Write the records out again, precisely as they stand.

Stored data entries
○ ○ ○

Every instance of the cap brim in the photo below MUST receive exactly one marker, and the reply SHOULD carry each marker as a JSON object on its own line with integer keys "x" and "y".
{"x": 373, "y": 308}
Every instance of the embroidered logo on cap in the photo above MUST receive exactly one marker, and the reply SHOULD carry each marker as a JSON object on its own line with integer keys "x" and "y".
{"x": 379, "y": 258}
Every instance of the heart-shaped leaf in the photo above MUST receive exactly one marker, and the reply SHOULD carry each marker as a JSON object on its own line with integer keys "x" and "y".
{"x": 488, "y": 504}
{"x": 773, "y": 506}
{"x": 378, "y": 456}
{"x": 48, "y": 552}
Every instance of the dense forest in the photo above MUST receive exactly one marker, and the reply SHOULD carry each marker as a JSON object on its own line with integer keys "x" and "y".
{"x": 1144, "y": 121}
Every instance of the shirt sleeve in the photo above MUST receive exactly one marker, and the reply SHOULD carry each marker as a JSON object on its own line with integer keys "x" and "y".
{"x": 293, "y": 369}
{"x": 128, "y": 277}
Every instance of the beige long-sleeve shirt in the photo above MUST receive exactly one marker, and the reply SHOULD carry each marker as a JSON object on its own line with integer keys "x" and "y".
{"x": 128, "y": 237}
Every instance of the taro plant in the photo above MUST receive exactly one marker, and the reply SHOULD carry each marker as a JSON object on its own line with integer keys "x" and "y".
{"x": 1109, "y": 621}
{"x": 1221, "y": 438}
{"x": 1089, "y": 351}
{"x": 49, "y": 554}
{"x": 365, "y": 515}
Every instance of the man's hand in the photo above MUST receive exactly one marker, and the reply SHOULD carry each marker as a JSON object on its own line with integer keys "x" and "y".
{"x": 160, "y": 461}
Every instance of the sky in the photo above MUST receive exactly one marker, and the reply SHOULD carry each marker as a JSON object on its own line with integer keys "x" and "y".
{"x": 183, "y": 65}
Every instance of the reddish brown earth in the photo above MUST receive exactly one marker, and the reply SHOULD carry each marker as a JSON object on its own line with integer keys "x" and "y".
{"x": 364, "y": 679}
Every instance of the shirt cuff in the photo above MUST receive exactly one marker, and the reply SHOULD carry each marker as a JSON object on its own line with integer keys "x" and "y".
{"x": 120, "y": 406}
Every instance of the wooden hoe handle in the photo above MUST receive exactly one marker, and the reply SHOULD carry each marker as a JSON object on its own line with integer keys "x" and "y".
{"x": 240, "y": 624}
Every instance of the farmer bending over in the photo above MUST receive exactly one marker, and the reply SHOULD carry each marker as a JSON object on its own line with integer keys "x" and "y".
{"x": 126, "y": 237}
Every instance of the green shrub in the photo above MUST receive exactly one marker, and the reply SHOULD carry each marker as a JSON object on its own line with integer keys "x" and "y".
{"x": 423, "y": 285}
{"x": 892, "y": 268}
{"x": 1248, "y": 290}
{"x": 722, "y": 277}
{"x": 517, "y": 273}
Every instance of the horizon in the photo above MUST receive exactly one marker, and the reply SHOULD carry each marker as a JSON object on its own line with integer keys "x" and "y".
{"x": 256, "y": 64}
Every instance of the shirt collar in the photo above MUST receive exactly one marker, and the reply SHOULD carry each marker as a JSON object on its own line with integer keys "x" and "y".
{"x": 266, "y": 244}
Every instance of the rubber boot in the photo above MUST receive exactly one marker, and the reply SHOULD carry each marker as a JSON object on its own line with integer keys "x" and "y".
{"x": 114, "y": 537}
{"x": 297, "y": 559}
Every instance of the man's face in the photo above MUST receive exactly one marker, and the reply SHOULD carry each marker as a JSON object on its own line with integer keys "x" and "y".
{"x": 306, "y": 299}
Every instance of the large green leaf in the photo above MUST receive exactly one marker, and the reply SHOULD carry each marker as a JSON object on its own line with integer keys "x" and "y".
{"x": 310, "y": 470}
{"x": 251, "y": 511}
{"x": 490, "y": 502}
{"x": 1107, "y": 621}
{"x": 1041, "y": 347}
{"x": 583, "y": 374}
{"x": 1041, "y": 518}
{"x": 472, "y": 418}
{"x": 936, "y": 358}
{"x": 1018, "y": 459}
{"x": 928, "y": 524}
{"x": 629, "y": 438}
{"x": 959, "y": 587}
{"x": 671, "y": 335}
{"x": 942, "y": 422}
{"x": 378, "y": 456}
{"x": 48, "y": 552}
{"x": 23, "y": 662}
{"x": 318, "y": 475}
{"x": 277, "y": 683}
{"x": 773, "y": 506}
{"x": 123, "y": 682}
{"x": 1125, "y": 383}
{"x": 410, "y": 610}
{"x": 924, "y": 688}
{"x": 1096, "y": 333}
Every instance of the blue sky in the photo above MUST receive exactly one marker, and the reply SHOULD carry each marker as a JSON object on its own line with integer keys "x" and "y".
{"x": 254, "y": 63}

○ ○ ○

## ANSWER TO THE EXERCISE
Every instance of the cap brim in the photo below MUST receive exactly one marker, and the reply SHOULD carry each marker as a JSON object on its own line with integer keys "x" and "y".
{"x": 373, "y": 308}
Every instance of the embroidered logo on cap in the photo above MUST receive exactly one marker, and the reply SHOULD carry each marker as a JSON object on its own line with integer keys "x" and "y".
{"x": 379, "y": 258}
Every instance of the heart-shaped leaf in the photo above MUST receive exactly one marker, and the reply SHOULD carry each marker as a JSON object on its own line with integer keys "x" and "y".
{"x": 488, "y": 504}
{"x": 773, "y": 506}
{"x": 378, "y": 456}
{"x": 48, "y": 552}
Every instance of the dense forest in the photo above MUST receive exactly one marker, and the reply SHOULD carry each marker as a JSON object on its own line with integer keys "x" and "y".
{"x": 1144, "y": 121}
Every instance of the shirt sleeve in the photo above MUST receive exactly one marker, and the reply SHOULD carry each marker as a JSON object on its own line with integer keys "x" and "y".
{"x": 293, "y": 369}
{"x": 128, "y": 277}
Every instance of the beige long-sleeve shirt in the photo above MUST receive exactly one marker, and the reply SHOULD carry each marker as a JSON object on its own line with integer keys "x" and "y".
{"x": 128, "y": 237}
Every instance of the taro plant in the photo above MUST receive exactly one marker, and the reply SHOULD carry each marker as a JSON object on its own line with integer keys "x" and "y".
{"x": 1109, "y": 621}
{"x": 1221, "y": 438}
{"x": 1089, "y": 351}
{"x": 49, "y": 554}
{"x": 365, "y": 515}
Every instance of the man's hand in the photo above MUST receive exactly one marker, and the reply SHOULD carry each marker as a JSON object on its own line with integer keys "x" and "y".
{"x": 160, "y": 461}
Every instance of the sky in the photo above MUST receive exactly one marker, and the reply SHOULD carry each marker as a JSON object on its own line with integer keys "x" and "y".
{"x": 183, "y": 65}
Every instance of the reddish brown earth in the photo above MUST receive exactly one marker, and the reply SHOULD carry each marker as a JSON object on its own line with integer keys "x" and "y".
{"x": 364, "y": 679}
Every instance of the shirt cuff in the photo above MUST receive exactly one marker, and the reply SHOULD carry each marker as a JSON object on its own line with integer keys "x" and "y".
{"x": 120, "y": 406}
Every instance of the wooden hoe handle in the photo above MUST receive exactly one marker, and the reply SHOULD carry each marker as a JSON object on its own line with integer keys "x" and "y".
{"x": 240, "y": 624}
Every instance of the farmer bending over in the photo above MUST receive exactly one marker, and the reply SHOULD carry each marker as a JSON object on its own line with integer keys "x" and "y".
{"x": 126, "y": 237}
Every instance of the green shrub in the photo above MUST receive exactly one marker, and the reply SHOULD carry each marker as a JSON object on its own line with integer keys "x" and "y".
{"x": 423, "y": 285}
{"x": 892, "y": 268}
{"x": 1248, "y": 290}
{"x": 722, "y": 277}
{"x": 517, "y": 273}
Every instance of the horizon in the photo above MUST receive exactly one marker, and the reply SHOULD carry each marker as a JSON object on its own line with integer keys "x" and "y".
{"x": 256, "y": 64}
Every instance of the shirt collar in the photo above MUST receive exactly one marker, and the reply SHOULD carry each marker as a JSON object on its own line with integer keys "x" and "y".
{"x": 266, "y": 244}
Every instance of the rubber boot in the photo above MUST receive exactly one marker, and the reply SHOULD carry each marker as a JSON object on its own line with integer keys "x" and "y".
{"x": 114, "y": 537}
{"x": 297, "y": 559}
Every instance of the man's face in the photo above MUST receive exactly one marker, and the reply SHOULD carry each marker as a JSON object on its own line with integer keys "x" and "y".
{"x": 306, "y": 299}
Every instance of the large green leaf in the photo above MUST receive exactly one marker, and the reply SHOULD carry each marker as a JSON object on its own line with integer keys "x" and "y".
{"x": 310, "y": 470}
{"x": 251, "y": 511}
{"x": 490, "y": 502}
{"x": 1107, "y": 621}
{"x": 1041, "y": 347}
{"x": 583, "y": 374}
{"x": 1041, "y": 518}
{"x": 472, "y": 418}
{"x": 936, "y": 358}
{"x": 1018, "y": 459}
{"x": 928, "y": 524}
{"x": 629, "y": 438}
{"x": 959, "y": 587}
{"x": 671, "y": 335}
{"x": 942, "y": 422}
{"x": 378, "y": 456}
{"x": 48, "y": 552}
{"x": 23, "y": 662}
{"x": 318, "y": 475}
{"x": 277, "y": 683}
{"x": 773, "y": 506}
{"x": 123, "y": 682}
{"x": 1125, "y": 383}
{"x": 410, "y": 610}
{"x": 924, "y": 688}
{"x": 1096, "y": 333}
Every instance of the blue sky in the photo above MUST receive exactly one marker, and the reply SHOULD carry each marker as a JSON object on its own line with integer keys "x" and "y".
{"x": 254, "y": 63}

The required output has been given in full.